* **Work order 1**: According to the hookworm article, where do hookworm larvae live before they enter a dog's body?
* **Work order 2**: Does each statement agree with the hookworm article? Answer yes or no for each, and quote the words from the article that decide it. (a) Nationwide, hookworms are probably the most common intestinal nematode in dogs. (b) Hookworm eggs hatch inside the dog's intestine. (c) Michael Dryden teaches veterinary parasitology at Kansas State University.
* **Work order 3**: Carry the hookworm article further, starting after its last sentence.

------ Quoted passage ------

Hookworm Hazards: These bloodsucking intestinal parasites becoming resistant to drugs

Picking up dog feces immediately and limiting a dog’s exposure to areas with large amounts of dog feces can help to prevent transmission of hookworms.
Picking up dog feces immediately and limiting a dog’s exposure to areas with large amounts of dog feces can help to prevent transmission of hookworms.

Fleas and ticks aren’t the only parasites that suck your dog’s blood. Hookworms (Ancylostoma caninum) are intestinal parasites that live in your pets’ guts. Nationwide, they are probably the most common intestinal nematode in dogs, particularly young dogs, says Michael Dryden, DVM, Ph.D., professor of veterinary parasitology at Kansas State University.

Hookworms attach to the lining of the intestinal wall and feed on blood, causing internal bleeding. The eggs they produce travel through the digestive tract, are eliminated with the feces into the environment, and hatch into larvae that live in soil until they enter a dog’s body through the skin or are ingested when dogs lick dirt off themselves, starting the whole process over again. Lovely, huh?

------ Source material ------

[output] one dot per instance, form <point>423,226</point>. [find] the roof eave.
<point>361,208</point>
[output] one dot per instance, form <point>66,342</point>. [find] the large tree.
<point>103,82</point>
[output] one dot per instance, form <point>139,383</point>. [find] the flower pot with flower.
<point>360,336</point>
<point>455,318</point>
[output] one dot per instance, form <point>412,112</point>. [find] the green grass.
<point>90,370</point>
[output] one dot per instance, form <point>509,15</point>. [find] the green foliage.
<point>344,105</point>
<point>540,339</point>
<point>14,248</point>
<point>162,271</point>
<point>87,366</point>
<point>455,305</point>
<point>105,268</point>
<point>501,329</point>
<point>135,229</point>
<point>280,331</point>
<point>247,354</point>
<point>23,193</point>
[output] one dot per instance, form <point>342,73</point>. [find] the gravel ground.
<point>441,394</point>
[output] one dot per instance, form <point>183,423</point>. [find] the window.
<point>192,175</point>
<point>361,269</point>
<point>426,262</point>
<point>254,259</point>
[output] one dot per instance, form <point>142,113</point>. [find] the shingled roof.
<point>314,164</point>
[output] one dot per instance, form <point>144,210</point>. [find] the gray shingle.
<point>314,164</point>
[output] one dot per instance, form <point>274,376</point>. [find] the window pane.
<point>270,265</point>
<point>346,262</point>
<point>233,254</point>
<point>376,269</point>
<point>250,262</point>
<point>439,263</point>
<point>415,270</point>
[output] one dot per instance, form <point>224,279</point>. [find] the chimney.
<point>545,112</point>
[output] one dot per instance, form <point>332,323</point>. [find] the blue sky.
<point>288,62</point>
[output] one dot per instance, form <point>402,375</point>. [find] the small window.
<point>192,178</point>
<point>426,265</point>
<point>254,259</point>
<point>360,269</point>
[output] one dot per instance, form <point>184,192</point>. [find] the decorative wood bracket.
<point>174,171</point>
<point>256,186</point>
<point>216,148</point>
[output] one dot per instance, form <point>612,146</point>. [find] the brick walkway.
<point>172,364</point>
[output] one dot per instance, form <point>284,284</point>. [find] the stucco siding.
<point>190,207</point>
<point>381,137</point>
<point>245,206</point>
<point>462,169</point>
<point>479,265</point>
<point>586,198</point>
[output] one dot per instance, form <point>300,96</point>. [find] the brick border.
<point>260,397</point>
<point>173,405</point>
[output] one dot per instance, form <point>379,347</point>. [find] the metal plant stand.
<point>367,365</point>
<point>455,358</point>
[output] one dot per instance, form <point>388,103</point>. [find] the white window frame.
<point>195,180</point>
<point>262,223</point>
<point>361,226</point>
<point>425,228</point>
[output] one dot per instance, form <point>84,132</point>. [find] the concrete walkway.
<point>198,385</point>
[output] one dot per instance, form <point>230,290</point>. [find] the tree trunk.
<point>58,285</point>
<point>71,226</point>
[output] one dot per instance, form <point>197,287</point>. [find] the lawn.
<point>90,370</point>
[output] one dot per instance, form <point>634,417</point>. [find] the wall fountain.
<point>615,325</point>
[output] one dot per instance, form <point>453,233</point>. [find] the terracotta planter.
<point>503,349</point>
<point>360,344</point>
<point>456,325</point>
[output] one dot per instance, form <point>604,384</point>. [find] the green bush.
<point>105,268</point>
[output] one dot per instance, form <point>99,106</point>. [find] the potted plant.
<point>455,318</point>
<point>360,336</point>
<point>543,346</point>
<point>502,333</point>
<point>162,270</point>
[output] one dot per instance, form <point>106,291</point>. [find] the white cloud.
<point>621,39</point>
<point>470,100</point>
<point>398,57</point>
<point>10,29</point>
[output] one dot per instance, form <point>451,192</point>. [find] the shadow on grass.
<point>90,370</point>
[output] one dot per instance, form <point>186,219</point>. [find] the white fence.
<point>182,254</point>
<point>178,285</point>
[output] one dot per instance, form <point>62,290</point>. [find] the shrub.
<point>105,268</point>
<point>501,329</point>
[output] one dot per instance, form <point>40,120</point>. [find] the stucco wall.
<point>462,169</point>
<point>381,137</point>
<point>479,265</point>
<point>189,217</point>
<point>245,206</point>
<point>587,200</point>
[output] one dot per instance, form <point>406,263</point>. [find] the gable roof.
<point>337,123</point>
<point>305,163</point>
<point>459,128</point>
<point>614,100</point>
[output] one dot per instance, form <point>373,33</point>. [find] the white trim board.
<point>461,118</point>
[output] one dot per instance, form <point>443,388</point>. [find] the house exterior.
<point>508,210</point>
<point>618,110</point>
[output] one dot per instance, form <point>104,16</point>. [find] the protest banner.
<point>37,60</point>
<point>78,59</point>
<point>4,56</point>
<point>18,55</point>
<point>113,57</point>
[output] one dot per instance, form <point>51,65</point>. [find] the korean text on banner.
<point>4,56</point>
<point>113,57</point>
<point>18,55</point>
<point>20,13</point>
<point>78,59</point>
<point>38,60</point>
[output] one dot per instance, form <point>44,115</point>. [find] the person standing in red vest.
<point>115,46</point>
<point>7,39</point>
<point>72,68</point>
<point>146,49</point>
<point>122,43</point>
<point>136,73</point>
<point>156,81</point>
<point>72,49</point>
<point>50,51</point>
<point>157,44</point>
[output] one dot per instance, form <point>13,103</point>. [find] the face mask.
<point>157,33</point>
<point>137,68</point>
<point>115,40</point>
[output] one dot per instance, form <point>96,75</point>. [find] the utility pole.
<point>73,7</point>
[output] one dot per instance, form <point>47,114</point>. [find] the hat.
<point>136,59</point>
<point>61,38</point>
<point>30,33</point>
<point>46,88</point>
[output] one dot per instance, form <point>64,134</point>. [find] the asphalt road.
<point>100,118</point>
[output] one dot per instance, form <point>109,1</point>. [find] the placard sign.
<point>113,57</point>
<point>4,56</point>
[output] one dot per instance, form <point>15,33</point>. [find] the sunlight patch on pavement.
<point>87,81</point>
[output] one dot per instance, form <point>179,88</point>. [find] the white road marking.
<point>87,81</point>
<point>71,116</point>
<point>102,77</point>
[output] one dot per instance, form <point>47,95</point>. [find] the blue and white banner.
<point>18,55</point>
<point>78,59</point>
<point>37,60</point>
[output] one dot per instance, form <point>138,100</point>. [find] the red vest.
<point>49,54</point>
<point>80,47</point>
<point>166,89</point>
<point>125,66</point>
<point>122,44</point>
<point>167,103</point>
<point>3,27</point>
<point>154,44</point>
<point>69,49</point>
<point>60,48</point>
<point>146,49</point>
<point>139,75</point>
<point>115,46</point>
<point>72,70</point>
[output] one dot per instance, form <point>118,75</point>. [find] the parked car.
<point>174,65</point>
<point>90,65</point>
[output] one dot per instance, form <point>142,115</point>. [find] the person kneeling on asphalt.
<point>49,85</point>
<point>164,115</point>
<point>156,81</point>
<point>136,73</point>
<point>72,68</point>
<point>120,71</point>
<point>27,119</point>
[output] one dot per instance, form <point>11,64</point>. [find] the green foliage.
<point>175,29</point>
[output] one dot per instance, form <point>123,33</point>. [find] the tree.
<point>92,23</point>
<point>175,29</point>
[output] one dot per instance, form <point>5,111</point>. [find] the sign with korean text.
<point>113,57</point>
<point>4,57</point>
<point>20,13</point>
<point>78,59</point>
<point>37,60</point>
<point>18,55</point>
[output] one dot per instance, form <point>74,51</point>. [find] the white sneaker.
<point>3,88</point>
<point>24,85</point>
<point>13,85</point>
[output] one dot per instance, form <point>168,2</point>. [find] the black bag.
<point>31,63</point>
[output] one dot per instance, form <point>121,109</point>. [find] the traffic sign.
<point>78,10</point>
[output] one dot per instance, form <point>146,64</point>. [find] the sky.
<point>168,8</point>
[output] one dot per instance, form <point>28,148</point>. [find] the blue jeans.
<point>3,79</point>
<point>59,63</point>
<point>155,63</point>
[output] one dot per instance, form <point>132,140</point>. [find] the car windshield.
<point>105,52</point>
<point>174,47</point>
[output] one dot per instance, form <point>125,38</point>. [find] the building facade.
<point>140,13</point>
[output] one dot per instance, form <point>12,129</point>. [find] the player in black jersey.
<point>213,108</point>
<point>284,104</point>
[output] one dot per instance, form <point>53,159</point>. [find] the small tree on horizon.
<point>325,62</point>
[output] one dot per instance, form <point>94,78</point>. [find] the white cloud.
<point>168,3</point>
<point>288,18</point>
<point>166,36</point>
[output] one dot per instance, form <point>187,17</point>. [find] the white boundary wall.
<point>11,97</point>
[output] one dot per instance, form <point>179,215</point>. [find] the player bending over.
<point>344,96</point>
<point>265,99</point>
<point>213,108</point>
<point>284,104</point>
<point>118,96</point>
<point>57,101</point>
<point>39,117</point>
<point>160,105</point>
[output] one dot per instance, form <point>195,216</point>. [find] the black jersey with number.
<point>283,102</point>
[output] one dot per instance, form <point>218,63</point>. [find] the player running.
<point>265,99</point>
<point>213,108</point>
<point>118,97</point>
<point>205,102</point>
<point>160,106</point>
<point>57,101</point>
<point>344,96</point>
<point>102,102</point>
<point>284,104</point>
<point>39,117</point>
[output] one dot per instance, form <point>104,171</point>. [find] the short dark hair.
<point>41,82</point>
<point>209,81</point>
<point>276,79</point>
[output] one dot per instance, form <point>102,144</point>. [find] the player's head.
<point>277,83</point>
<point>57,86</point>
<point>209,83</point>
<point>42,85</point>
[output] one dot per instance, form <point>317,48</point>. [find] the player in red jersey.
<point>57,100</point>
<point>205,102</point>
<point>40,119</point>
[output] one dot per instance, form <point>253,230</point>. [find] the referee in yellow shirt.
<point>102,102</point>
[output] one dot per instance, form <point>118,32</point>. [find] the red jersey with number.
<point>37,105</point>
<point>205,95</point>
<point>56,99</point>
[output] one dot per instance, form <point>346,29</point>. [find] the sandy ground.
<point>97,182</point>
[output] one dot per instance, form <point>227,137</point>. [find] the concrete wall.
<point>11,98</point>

------

* **Written response 1**: They live in soil.

* **Written response 2**:
(a) Yes: "Nationwide, they are probably the most common intestinal nematode in dogs"
(b) No: "are eliminated with the feces into the environment, and hatch into larvae that live in soil"
(c) Yes: "professor of veterinary parasitology at Kansas State University"

* **Written response 3**:
It’s bad enough that dogs (and cats, less commonly) can acquire hookworms. The blood loss they cause can be deadly in puppies. And small dogs can’t tolerate as many worms as large dogs. In older dogs, a load of hookworms can cause chronic illness, with signs such as diarrhea, anemia, and weight loss. They also affect humans: People who go barefoot in hookworm-infected areas can pick them up. But what’s worse is that hookworms are becoming resistant to the drugs that kill them.

Researchers at the University of Georgia and the University of Calgary recently found that half of dogs diagnosed with hookworms around the country hosted worms with some level of drug resistance, not responding to any of the Food and Drug Administration-approved medications used to kill them. That’s a serious problem, and not just in the South, where hookworms have been most common, thanks to warm, moist conditions for long periods each year.

“There are hookworms all over the U.S. and drug-resistant hookworms all over the U.S.,” says Ray Kaplan, DVM, Ph.D., a veterinary parasitology expert and one of the authors of the study.

And just because you live in a dry area doesn’t necessarily mean your dog is at less risk. Hookworms are less common in the Western United States because of the dry conditions, but there was a significantly higher level of resistance there, Kaplan says: “The prevalence was lower, so we had fewer samples, but of the samples we tested, there was actually a higher prevalence of infection with drug-resistant worms.”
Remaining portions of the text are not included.